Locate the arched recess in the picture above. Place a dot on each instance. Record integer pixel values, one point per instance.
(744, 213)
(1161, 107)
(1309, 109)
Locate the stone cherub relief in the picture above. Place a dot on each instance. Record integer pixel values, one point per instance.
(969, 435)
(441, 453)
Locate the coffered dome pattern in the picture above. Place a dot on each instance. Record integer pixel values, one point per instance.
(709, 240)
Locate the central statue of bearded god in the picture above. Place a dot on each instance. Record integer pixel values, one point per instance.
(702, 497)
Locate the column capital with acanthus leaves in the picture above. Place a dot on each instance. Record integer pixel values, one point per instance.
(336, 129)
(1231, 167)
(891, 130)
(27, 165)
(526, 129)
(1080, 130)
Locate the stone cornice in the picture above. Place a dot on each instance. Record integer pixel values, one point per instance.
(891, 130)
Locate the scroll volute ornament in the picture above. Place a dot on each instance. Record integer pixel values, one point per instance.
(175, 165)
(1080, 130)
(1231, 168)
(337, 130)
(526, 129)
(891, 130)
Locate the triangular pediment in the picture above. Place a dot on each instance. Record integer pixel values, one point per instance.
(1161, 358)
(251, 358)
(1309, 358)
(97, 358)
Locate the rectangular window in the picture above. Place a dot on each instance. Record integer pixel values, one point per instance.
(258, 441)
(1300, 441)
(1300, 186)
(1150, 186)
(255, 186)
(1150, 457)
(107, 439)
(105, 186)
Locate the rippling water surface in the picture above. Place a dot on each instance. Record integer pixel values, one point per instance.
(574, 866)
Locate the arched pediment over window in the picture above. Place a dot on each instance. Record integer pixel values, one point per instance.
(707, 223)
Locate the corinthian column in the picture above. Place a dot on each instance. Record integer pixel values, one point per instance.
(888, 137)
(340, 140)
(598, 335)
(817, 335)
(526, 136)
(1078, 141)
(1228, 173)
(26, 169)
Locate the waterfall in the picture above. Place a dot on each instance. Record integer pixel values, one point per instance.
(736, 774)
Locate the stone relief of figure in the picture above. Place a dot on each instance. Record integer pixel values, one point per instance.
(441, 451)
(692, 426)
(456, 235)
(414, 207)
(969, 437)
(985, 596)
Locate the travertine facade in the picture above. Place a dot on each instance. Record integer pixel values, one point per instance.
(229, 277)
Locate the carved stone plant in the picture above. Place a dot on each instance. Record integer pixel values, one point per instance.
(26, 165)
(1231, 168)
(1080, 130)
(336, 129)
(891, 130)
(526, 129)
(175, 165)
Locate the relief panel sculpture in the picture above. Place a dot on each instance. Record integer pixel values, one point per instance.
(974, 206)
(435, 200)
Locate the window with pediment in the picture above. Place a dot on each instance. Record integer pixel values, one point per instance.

·····

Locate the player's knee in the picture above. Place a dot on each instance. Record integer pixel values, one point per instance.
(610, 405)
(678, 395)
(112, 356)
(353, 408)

·····

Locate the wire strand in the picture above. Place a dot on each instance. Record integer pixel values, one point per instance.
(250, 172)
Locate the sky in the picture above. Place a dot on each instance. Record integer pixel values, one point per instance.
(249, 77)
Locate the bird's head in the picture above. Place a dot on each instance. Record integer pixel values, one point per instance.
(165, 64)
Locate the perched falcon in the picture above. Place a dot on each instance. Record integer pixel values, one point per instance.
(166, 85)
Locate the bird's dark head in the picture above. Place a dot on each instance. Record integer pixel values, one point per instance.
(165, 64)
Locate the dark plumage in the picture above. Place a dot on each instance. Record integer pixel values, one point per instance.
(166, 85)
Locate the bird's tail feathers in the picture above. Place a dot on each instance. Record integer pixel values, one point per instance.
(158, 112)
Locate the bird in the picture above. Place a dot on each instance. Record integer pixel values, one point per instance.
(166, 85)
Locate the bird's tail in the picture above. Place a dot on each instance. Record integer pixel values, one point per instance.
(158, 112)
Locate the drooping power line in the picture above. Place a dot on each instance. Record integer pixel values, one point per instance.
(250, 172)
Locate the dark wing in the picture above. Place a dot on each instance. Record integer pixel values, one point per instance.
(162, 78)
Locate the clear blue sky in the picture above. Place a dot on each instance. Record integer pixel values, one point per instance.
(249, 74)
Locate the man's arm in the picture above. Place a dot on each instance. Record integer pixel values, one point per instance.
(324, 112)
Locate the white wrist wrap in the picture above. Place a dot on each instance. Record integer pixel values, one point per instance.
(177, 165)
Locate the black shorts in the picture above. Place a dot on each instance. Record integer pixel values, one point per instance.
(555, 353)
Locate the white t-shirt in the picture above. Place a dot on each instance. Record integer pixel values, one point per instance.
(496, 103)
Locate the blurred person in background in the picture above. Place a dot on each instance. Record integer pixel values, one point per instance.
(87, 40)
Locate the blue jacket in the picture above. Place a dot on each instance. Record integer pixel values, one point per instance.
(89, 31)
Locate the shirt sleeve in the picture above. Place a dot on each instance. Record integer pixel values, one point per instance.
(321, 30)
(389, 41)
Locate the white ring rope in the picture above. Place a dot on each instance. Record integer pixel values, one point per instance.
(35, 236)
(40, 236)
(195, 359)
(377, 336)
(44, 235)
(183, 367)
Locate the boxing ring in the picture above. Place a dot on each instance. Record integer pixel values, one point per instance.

·····

Instructions for the task: Please, from the entries above, set down exactly the lines from the one containing "Locate the waterfall" through the one containing "Locate the window", and only those.

Your solution:
Locate the waterfall in the picture above. Place a dot on each instance. Record integer pixel values, one point per instance.
(736, 774)
Locate the stone relief of figure in the picture above. Place a dot on each instance. Record integer pixel values, one point per instance.
(441, 451)
(692, 426)
(456, 235)
(414, 207)
(969, 437)
(985, 596)
Locate the travertine facade in the picture above. Place a dot on each instance. Record integer pixel values, one point per instance.
(229, 277)
Locate the carved stone plant in the picture above. Place a dot on each instance. Record integer pixel values, one point per instance.
(26, 165)
(1231, 168)
(1080, 130)
(336, 129)
(891, 130)
(526, 129)
(175, 165)
Locate the relief panel sculpture in the picture above. Place a dot on each instance. Record integer pixel values, one point per instance.
(974, 206)
(435, 200)
Locate the window with pediment in the picture above. Place a dot on each instance. Record integer pixel values, one point per instance.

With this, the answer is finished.